▸ WHAT TO PRODUCE: Go through the material line by line. Say how many lines contain the word "holder", and give nothing more.

◆ ◆ ◆ ◆ ◆ ◆ ◆

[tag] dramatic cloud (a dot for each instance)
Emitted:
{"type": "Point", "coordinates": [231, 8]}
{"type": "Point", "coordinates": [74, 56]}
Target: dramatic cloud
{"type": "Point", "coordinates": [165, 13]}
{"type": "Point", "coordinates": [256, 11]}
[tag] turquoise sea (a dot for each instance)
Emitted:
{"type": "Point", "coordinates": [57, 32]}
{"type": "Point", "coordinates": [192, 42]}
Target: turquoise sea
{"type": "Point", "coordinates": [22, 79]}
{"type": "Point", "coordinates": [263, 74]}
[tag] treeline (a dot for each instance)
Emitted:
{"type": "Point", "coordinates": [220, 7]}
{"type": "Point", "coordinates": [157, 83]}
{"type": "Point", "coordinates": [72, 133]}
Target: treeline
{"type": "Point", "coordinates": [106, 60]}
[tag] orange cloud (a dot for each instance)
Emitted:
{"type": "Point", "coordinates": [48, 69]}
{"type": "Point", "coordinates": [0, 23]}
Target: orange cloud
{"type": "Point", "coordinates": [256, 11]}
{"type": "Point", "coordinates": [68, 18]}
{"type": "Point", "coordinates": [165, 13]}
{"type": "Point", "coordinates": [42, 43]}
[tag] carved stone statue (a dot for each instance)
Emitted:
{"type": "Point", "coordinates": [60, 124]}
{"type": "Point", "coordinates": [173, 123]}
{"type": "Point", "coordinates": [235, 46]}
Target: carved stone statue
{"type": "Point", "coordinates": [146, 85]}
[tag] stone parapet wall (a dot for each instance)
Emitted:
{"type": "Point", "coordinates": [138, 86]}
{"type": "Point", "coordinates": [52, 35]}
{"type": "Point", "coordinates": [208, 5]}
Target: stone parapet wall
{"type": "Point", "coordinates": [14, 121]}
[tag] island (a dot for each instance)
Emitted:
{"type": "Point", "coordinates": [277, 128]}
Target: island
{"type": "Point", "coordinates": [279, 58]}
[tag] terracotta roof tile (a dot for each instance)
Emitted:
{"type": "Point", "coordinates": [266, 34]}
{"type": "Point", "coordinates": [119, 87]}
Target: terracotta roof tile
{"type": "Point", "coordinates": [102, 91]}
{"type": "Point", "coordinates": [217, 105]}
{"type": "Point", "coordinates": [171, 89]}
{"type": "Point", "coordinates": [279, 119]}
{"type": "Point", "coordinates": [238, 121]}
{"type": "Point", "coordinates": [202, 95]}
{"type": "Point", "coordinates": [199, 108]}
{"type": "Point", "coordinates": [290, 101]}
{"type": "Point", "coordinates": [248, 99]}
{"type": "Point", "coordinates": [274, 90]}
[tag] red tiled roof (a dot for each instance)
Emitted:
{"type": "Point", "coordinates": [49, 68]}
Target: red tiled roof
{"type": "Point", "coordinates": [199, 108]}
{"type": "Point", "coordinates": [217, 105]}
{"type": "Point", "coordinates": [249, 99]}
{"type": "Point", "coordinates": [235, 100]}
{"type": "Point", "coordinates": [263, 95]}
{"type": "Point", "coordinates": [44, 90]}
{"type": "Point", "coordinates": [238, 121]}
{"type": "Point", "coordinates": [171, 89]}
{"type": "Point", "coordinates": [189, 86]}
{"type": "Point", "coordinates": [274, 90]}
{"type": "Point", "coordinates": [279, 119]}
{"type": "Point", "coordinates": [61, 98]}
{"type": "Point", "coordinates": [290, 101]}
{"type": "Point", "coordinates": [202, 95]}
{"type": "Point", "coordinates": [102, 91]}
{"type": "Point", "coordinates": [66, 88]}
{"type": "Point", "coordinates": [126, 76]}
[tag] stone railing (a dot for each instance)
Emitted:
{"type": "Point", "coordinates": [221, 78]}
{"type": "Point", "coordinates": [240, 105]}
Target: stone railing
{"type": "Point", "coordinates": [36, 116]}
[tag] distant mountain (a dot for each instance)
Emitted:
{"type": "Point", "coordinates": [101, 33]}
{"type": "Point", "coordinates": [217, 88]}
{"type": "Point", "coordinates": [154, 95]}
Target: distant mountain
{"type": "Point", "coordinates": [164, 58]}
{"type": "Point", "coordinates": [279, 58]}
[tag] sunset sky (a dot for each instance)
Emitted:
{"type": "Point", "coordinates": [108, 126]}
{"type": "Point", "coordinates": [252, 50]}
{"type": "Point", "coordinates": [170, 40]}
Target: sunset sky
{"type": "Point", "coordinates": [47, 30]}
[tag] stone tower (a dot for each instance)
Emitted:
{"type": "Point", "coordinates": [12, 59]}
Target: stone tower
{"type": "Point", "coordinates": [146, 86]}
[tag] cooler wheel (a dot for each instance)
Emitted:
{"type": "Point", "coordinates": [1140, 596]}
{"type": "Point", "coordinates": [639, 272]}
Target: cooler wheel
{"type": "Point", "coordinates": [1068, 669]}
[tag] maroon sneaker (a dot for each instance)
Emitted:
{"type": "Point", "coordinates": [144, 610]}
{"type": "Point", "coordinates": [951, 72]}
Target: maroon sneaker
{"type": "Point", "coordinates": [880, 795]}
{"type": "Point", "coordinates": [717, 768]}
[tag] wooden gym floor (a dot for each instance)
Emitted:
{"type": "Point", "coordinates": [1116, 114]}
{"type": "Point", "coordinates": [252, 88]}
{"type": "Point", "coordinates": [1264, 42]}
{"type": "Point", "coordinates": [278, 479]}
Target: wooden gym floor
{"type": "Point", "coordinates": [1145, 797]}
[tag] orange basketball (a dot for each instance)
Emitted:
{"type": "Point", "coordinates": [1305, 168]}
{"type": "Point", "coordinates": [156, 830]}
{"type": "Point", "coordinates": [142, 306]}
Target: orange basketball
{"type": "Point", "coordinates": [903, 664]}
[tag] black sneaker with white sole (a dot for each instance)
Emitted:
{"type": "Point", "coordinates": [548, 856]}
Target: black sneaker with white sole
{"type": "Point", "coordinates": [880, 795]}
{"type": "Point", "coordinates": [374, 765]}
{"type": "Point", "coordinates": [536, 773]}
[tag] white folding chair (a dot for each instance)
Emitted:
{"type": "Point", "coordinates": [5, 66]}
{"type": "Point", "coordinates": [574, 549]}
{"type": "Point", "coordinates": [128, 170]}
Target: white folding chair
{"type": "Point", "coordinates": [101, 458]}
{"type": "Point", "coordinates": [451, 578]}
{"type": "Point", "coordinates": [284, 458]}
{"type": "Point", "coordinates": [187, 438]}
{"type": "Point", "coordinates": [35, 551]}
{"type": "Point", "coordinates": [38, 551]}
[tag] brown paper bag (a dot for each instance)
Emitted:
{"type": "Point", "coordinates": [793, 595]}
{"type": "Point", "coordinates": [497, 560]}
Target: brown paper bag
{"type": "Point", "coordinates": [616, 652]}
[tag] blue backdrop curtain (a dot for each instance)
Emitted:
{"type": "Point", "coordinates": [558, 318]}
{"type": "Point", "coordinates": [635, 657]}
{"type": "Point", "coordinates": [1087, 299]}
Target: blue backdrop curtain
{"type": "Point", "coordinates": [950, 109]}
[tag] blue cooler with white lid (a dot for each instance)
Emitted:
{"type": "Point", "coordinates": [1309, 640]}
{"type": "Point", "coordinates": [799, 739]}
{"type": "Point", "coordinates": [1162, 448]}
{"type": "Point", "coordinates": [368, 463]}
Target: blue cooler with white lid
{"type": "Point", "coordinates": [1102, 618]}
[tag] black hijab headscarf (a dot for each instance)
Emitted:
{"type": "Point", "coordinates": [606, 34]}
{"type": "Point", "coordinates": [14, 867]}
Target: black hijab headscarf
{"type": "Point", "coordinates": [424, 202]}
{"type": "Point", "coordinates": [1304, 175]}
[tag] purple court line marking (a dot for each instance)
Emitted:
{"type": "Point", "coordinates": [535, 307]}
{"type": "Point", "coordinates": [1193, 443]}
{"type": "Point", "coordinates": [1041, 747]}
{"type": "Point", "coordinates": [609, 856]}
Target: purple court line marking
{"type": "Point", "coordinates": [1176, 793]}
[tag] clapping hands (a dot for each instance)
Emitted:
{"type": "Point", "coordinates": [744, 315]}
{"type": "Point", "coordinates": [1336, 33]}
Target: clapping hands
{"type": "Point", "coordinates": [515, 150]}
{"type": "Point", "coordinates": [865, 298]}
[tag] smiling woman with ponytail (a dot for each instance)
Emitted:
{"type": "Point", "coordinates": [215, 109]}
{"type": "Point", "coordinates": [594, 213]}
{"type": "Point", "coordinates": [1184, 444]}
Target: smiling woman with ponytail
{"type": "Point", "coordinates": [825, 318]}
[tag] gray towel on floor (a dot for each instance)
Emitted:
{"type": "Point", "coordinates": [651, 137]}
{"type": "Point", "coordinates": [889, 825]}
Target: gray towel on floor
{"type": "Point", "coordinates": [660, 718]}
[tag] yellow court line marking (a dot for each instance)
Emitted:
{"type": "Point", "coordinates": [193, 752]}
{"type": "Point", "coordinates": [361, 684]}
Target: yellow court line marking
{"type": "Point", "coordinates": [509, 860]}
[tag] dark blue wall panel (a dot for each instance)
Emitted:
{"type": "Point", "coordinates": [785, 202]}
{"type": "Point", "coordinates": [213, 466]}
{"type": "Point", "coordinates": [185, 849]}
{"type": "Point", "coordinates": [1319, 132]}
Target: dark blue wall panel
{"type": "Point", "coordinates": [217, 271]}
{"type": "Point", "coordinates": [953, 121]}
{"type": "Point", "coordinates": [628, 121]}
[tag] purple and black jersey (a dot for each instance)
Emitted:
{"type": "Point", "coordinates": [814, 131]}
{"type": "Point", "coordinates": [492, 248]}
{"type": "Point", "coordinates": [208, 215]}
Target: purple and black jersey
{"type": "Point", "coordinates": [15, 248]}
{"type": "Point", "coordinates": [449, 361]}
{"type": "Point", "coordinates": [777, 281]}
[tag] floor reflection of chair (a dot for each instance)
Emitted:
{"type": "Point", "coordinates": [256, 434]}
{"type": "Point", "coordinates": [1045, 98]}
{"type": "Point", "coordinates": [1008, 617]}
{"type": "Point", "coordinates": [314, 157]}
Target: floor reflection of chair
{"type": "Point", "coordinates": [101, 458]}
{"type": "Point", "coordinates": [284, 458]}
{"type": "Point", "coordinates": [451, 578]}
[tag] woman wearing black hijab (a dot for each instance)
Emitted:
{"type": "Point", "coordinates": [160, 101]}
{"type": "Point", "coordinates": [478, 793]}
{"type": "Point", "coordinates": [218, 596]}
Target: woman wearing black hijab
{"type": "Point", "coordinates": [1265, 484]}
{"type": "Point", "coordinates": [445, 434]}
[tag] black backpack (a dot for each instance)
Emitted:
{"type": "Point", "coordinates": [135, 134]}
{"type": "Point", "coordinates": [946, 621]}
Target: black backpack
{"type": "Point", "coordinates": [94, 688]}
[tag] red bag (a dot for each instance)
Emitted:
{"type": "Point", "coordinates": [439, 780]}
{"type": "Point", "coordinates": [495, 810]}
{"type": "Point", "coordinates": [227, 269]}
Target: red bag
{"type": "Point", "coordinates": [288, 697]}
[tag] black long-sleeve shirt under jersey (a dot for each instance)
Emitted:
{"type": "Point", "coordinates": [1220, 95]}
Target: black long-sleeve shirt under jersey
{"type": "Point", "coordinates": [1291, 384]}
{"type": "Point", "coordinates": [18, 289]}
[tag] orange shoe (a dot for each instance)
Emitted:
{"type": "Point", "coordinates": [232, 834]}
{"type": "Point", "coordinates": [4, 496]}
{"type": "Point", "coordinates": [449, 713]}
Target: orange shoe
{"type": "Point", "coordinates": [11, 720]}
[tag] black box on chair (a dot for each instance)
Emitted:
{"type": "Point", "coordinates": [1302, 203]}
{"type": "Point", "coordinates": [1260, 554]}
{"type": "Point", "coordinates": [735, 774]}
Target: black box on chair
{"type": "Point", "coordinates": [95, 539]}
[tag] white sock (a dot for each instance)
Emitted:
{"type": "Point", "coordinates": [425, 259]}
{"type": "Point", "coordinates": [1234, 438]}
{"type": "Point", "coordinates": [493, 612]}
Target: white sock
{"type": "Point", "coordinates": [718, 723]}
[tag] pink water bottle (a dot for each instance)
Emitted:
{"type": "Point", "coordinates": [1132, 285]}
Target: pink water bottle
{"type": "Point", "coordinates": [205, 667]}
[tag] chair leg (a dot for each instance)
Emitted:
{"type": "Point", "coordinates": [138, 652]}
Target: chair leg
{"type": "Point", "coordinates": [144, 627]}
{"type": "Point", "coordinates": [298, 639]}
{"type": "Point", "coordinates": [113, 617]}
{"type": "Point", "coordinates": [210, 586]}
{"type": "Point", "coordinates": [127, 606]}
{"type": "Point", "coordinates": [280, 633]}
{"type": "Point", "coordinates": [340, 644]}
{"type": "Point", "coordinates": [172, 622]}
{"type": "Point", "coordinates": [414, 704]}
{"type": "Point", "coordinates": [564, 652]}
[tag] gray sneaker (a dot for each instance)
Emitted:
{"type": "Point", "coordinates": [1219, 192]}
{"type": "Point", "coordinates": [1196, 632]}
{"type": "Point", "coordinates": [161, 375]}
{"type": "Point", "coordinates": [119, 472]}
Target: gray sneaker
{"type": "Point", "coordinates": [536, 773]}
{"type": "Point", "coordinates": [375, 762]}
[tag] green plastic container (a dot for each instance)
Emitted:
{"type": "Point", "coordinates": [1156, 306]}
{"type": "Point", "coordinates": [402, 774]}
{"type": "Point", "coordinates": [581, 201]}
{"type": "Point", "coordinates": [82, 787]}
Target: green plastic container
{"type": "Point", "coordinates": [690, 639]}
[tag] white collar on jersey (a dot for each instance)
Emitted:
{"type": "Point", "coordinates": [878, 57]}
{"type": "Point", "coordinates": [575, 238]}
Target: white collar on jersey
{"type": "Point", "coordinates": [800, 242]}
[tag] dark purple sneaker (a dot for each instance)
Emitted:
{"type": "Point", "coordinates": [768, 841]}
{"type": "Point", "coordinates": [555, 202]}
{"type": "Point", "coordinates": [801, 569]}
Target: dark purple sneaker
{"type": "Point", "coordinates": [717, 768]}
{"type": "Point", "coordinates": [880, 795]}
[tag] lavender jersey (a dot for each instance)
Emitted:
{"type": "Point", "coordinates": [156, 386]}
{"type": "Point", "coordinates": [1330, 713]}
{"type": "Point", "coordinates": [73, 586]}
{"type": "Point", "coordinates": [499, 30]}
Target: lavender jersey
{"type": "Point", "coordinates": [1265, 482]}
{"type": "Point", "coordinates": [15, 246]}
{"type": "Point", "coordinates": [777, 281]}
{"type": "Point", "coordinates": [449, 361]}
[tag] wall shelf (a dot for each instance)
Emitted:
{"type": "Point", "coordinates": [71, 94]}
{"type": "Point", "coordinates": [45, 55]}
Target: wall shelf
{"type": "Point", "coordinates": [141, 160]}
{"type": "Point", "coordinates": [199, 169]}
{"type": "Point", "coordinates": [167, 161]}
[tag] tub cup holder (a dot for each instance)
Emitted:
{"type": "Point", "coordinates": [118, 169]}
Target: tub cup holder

◆ ◆ ◆ ◆ ◆ ◆ ◆

▸ SOLVED PROBLEM: 2